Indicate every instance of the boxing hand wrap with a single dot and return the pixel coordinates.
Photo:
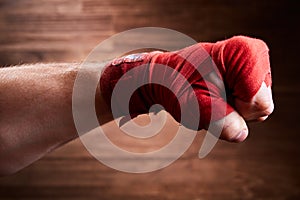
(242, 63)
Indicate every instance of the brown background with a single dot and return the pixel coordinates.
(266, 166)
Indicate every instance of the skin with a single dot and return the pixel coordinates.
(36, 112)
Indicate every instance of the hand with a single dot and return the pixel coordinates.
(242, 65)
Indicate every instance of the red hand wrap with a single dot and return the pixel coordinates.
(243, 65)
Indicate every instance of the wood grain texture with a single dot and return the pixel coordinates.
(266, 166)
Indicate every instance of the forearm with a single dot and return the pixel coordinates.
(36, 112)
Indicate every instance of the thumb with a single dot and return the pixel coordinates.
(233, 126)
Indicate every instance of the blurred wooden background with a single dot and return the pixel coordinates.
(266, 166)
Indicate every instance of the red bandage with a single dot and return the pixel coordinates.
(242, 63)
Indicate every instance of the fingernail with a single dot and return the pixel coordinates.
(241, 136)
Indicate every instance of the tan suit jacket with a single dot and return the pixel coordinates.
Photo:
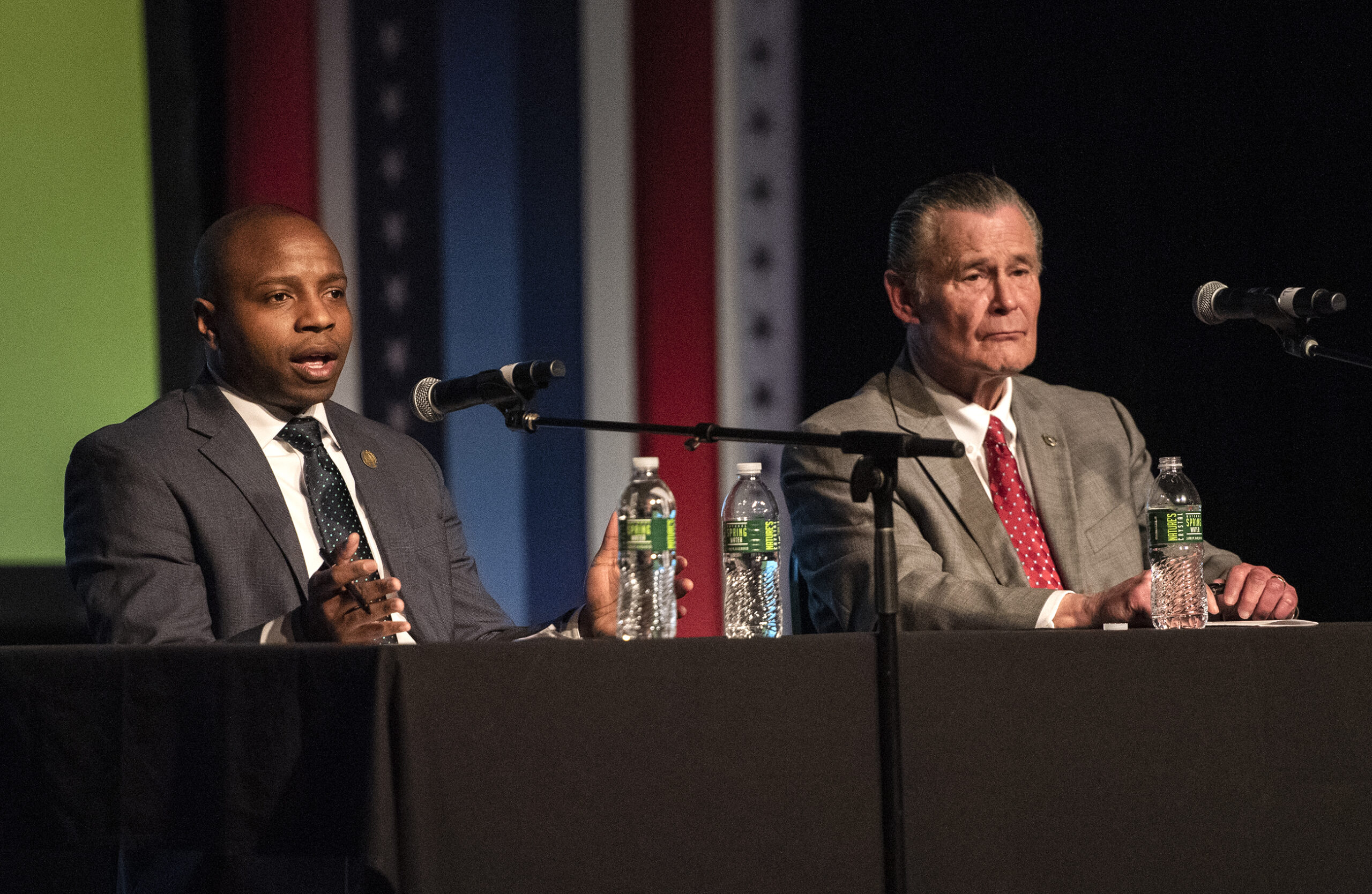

* * * *

Task description: Return the records above verbatim, images excluded.

Task solution:
Indicate every instance of the boxing hand wrap with a single dot and return the pixel coordinates.
Photo:
(242, 63)
Indicate every instance of the brown background with a single dot and return the pixel coordinates.
(266, 166)
Indicate every instance of the skin with a single dot and return the pixel coordinates.
(36, 112)
Indicate every instance of the hand with a single dot and return the pixel coordinates.
(242, 65)
Indicate every instance of the red hand wrap with a single dot and return the pixel coordinates.
(243, 65)
Indicate every instance of the wood grain texture with a single dot and return the pixel coordinates.
(266, 166)
Indicate every instance of the forearm with a single dot and return the pixel coordinates.
(36, 112)
Indicate every instance of the thumb with a single dot and return the pixel coordinates.
(233, 126)
Indicate every instance of the blurred wooden background with a single dot and return the pixel coordinates.
(266, 166)
Indicate every instance of the red bandage with a single dot and return the pixel coordinates.
(242, 63)
Indicate every instance of the fingernail with a single dot and return the pixel coordinates.
(241, 136)
Indicate every instance of the tan suit jacket with a single dot and return the pixel coordinates.
Photo:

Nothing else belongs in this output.